# GIVEN INSTRUCTION 1
List every organization named in the article below on Bulawayo's water shedding.
# GIVEN INSTRUCTION 2
From the article below on Bulawayo's water shedding, write out the stretch from "Bulawayo Progressive Residents" through "for alternative interventions.".
# GIVEN INSTRUCTION 3
Continue the article below on Bulawayo's water shedding, picking up after its final sentence.

# SOURCE PASSAGE
------------------------------------------------------------------------

This comes at a time when the local authority has revised its water shedding programme from 96 hours to 108-hour weekly, as water levels at the city’s supply dams continue to dwindle. Bulawayo dam levels are currently at 32 percent following poor rainfalls during the 2019/2020 rainy season.
BCC has already warned those living in high lying areas to brace for the worst as they might end up receiving water through water bowsers if the shedding exceeds 48 hours.
Speaking to CITE, Alpheus Tshuma, a resident from Luveve said the 108-hour water shedding defeats the purpose of the 21-day lockdown.
“The 108-hour water shedding programme will worsen the situation as it is now we are under a 21-day lockdown and we will be forced to leave our homes to search for water,” said Tshuma.
“There is a need to drill more boreholes in schools, churches so that residents don’t walk long distance looking for water”.
Tshuma also said its high time BCC brought in the central government to deal with water woes in the City.
“It is now an issue that is beyond residents and the local authority now has to bring in the national government because they are the ones who introduced Zimbabwe National Water Authority (ZINWA) that is responsible for overseeing the bulk water supply, but ZINWA is also failing looking at this critical time when we are facing the drought season,” he said.
Bulawayo Progressive Residents Association (BPRA) Communication Officer, Kelebone Khabo said it is high time the local authority seriously lobbied the government for alternative interventions.
“While we cannot escape the fact that Bulawayo dams have reached a critical level, we need to see what BCC is doing in terms of coming up with a plan so that people continue to have water. Water shedding will only help to preserve the little that we have but what the city now need is to have more human interventions in terms of availing water to the residents, so we start to talk about boreholes,” said Khabo.

------------------------------------------------------------------------

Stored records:

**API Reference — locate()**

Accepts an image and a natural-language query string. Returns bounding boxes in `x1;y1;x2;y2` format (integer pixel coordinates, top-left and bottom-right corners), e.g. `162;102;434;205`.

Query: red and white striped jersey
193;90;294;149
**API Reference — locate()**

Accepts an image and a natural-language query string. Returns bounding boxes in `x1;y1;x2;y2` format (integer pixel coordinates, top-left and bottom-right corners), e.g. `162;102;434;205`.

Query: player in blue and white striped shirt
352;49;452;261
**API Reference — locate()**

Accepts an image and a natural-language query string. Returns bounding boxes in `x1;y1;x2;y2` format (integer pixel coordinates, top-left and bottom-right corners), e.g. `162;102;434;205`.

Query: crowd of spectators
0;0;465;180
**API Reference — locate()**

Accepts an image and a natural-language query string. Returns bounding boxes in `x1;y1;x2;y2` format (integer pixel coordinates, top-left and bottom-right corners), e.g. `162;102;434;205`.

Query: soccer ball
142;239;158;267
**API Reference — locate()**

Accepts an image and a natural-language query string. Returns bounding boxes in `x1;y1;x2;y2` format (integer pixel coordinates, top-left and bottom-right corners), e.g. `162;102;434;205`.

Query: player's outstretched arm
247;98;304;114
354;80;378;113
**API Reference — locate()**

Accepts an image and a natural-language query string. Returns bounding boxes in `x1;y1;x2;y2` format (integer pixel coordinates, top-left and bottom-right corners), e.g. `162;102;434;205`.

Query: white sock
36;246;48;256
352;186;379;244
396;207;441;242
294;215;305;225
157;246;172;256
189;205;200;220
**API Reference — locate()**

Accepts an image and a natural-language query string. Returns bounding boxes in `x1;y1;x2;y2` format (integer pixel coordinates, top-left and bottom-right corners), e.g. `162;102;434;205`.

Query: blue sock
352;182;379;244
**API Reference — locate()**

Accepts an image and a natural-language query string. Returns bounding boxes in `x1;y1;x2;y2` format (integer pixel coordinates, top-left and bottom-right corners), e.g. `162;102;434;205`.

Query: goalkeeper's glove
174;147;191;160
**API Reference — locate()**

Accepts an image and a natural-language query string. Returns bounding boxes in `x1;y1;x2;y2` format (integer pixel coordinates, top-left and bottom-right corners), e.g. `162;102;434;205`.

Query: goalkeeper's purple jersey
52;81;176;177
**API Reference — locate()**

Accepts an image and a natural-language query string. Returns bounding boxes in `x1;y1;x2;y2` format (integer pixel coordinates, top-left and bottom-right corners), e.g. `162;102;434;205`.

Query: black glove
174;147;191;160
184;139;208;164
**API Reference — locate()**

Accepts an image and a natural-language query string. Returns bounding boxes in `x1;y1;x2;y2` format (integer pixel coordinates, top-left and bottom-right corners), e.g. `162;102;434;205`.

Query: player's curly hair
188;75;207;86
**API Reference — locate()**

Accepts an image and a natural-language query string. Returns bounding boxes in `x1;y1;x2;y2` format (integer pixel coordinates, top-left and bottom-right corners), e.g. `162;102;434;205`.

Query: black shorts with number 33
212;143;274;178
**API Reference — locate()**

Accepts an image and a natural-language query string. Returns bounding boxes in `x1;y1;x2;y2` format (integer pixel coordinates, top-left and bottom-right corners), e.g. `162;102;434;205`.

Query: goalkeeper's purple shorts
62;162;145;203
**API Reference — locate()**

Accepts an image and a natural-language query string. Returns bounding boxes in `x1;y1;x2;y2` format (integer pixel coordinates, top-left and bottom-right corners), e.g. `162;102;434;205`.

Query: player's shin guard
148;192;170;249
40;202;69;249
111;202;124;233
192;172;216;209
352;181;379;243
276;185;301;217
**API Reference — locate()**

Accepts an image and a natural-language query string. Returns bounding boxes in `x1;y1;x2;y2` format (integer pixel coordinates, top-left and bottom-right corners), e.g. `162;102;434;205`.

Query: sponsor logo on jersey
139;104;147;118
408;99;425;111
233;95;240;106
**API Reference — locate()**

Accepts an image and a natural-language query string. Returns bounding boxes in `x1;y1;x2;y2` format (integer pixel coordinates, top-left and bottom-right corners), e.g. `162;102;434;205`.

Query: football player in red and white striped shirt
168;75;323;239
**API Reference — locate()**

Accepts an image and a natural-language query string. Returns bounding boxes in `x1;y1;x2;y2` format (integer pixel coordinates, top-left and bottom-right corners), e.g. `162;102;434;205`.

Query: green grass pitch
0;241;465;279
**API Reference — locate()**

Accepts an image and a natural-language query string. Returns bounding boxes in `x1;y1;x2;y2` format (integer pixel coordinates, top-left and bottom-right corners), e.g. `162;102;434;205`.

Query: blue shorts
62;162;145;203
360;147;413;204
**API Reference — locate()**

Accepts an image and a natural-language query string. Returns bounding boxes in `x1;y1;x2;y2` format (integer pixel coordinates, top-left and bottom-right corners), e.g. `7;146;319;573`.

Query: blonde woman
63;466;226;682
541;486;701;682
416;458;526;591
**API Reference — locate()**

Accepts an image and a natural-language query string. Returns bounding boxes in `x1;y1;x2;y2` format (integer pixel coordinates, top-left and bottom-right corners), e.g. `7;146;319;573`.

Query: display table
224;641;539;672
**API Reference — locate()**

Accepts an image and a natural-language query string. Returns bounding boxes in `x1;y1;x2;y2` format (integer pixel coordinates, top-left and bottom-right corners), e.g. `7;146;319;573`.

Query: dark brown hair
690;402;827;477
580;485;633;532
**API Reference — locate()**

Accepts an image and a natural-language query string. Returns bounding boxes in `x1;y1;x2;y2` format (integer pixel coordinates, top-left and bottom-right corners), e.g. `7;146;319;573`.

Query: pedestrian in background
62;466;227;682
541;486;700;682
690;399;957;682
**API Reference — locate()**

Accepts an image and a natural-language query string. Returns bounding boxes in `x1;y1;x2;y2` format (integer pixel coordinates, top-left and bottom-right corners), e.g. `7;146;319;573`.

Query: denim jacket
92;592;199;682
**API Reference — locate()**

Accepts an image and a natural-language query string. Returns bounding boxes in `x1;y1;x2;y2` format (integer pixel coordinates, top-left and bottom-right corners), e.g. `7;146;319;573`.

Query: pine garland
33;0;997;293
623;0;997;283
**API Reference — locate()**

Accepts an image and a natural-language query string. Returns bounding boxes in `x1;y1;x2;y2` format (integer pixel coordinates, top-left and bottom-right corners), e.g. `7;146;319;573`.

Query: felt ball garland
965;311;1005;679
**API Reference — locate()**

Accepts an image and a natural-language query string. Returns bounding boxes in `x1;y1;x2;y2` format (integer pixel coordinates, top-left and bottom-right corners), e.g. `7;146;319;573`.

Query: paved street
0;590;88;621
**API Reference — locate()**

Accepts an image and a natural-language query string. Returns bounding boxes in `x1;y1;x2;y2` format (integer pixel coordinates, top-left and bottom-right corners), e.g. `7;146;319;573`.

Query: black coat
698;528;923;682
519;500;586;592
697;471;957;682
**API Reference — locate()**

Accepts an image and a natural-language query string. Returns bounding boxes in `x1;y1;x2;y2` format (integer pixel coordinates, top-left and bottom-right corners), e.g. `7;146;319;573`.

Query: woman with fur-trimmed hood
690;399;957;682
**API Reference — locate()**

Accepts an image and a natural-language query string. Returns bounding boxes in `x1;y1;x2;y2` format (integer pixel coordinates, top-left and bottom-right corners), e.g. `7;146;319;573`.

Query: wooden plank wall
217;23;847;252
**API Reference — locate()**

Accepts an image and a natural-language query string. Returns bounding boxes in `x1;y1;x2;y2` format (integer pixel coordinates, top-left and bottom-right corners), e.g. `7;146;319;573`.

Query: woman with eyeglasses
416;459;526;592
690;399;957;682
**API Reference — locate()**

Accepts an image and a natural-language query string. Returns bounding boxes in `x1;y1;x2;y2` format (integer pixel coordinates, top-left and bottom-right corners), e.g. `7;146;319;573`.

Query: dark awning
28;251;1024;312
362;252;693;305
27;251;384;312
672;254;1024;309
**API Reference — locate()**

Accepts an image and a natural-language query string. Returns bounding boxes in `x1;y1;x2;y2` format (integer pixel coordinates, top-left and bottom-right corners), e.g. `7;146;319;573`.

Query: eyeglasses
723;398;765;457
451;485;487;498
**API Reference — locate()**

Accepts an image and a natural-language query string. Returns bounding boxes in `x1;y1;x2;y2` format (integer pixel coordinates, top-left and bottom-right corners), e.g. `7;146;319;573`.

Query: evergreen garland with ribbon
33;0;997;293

------------------------------------------------------------------------

# REPLY 1
- BCC
- CITE
- Zimbabwe National Water Authority (ZINWA)
- Bulawayo Progressive Residents Association (BPRA)

# REPLY 2
Bulawayo Progressive Residents Association (BPRA) Communication Officer, Kelebone Khabo said it is high time the local authority seriously lobbied the government for alternative interventions.

# REPLY 3
“Its high time they seriously lobby the government in terms of availing of funds and source other funds from world African bank to try and make sure that people have water. We cannot be waiting for the rainy season, for the past two years we have suffered a drought in Bulawayo which has really affected our water sources so for us to say we are going to wait for the next rainy season to have water is far-fetched and we are not certain if that is going to happen.”
In addition, Bulawayo Residents Association (BURA) chairperson, Winos Dube said the increased water shedding will make it difficult for residents especially during the lockdown period.
“We have been talking strongly about the issue of water shedding, I even spoke to the Mayor to say why don’t they suspend this water shedding during the lockdown period and he argued that if they do so, by December we wont be having water,” said Dube.
“This issue of increased water shedding period is worrying us especially as we are currently under lockdown, this now means people will be moving around and meeting in boreholes looking for water, Bulawayo is just going through a difficult time,” he said.